━━━━━ Source material ━━━━━

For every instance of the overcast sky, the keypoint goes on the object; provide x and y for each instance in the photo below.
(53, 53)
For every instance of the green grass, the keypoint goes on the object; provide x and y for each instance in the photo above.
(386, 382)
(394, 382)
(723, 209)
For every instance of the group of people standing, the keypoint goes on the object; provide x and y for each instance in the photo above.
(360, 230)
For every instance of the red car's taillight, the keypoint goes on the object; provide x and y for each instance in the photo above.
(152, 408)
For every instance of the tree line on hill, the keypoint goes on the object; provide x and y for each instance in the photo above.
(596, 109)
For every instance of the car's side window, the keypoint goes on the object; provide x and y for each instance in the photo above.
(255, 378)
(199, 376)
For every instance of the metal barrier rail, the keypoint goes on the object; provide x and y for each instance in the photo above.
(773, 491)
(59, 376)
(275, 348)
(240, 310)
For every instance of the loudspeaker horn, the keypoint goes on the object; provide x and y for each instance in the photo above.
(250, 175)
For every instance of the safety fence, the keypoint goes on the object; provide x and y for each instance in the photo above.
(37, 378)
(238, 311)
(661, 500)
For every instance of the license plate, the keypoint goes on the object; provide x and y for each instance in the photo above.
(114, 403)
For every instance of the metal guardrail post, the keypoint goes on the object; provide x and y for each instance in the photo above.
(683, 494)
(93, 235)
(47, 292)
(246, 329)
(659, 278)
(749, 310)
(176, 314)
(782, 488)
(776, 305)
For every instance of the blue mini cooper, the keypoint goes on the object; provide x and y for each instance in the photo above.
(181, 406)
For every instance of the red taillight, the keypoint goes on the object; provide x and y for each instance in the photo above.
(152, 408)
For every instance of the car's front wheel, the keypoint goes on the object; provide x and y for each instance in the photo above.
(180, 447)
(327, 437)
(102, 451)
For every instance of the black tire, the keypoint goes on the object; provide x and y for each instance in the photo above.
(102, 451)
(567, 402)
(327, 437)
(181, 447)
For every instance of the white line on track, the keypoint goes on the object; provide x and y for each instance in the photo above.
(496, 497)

━━━━━

- Problem statement
Can you give the lines of the listing above as a numbered list, with blank lines left out, starting at the line that contains "For every instance of the white" and ending at the last line of the listing?

- The answer
1. For every instance of the white line on track, the keypoint goes on the object; provide x and y for each instance in the photo above.
2. (496, 497)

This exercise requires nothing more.